Aim of the task:
Write the records out again, keeping each line exactly as it is.

Data for the task:
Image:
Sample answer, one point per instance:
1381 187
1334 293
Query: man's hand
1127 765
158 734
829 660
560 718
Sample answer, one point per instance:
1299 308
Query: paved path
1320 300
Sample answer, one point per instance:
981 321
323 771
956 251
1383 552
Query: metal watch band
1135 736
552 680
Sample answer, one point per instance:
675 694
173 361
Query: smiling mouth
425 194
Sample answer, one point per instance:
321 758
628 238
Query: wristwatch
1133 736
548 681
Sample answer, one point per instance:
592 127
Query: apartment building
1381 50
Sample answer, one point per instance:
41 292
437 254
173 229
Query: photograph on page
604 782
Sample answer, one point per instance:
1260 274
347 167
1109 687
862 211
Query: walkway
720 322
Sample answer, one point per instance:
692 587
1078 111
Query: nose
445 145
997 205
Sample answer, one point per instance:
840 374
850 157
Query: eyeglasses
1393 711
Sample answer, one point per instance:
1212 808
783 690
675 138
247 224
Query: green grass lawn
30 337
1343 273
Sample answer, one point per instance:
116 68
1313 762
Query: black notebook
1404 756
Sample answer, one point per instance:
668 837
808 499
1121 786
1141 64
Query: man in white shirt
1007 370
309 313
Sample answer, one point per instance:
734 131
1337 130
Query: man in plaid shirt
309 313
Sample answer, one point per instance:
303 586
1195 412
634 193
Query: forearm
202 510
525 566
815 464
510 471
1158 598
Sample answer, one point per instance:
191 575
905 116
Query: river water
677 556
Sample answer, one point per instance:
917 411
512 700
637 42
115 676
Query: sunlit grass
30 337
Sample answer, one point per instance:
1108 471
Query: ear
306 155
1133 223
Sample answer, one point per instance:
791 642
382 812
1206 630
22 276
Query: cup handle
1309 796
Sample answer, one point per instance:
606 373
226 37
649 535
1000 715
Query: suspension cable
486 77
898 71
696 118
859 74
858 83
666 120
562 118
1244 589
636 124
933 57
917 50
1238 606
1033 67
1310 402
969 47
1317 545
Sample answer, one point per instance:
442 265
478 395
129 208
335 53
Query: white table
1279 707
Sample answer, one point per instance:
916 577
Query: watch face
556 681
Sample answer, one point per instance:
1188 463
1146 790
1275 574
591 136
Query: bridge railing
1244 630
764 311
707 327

Correct output:
Image:
Sample answer, one point per instance:
1381 187
1334 293
Query: man's hand
1127 765
158 734
829 660
560 718
Sample answer, one point per instance:
1299 308
Query: paved path
1320 300
Sample answer, one point per instance:
981 321
323 771
956 251
1383 552
Query: metal watch band
1135 736
552 680
Sample answer, one point per instance:
675 694
173 361
Query: smiling mouth
425 194
Sample answer, one point per instance:
321 758
628 238
Query: wristwatch
1133 736
548 681
Sample answer, one point per instance:
592 127
Query: apartment building
1381 50
Sample answer, one point per instance:
41 292
437 254
173 229
Query: photograph on page
604 782
Sample answer, one point per instance:
1260 274
347 167
1109 687
862 211
Query: walkway
720 322
Sample answer, one point per instance:
692 587
1078 111
Query: nose
445 145
997 205
Sample answer, one point per instance:
840 374
850 157
Query: eyeglasses
1393 711
Sample answer, one point per instance:
1212 808
783 690
675 138
247 224
Query: green grass lawn
30 337
1343 273
Sample answer, one point per instance:
116 68
1313 762
Query: black notebook
1404 756
Sample answer, one point per instance:
668 837
808 499
1121 786
1141 64
Query: man in white shirt
1007 370
309 313
Sample answer, one point per instance:
734 131
1337 130
Query: man in plaid shirt
309 313
Sample answer, one point per instance:
303 586
1195 412
634 193
Query: forearm
202 510
525 566
815 464
510 471
1158 598
Sample answer, one point per instance:
191 575
905 116
Query: river water
677 556
Sample answer, one point per instance:
917 411
512 700
637 42
115 676
Query: sunlit grass
30 337
Sample answer, one point per instance:
1108 471
Query: ear
306 155
1133 223
Sample answer, one point per instance:
791 642
382 812
1206 630
22 276
Query: cup handle
1309 796
Sample answer, one point per instance:
606 373
226 37
649 535
1000 715
Query: suspension cable
486 77
898 71
696 118
859 74
858 83
666 120
562 118
1244 589
636 124
933 57
917 50
1238 606
1033 67
1310 402
969 47
1317 545
Sample answer, one point per instance:
442 265
478 395
129 208
335 53
Query: white table
1279 707
Sample answer, one point per instance:
916 577
Query: watch face
556 681
Sample answer, one point per instance:
1188 463
1146 790
1275 574
591 136
Query: bridge railing
1244 630
764 311
707 327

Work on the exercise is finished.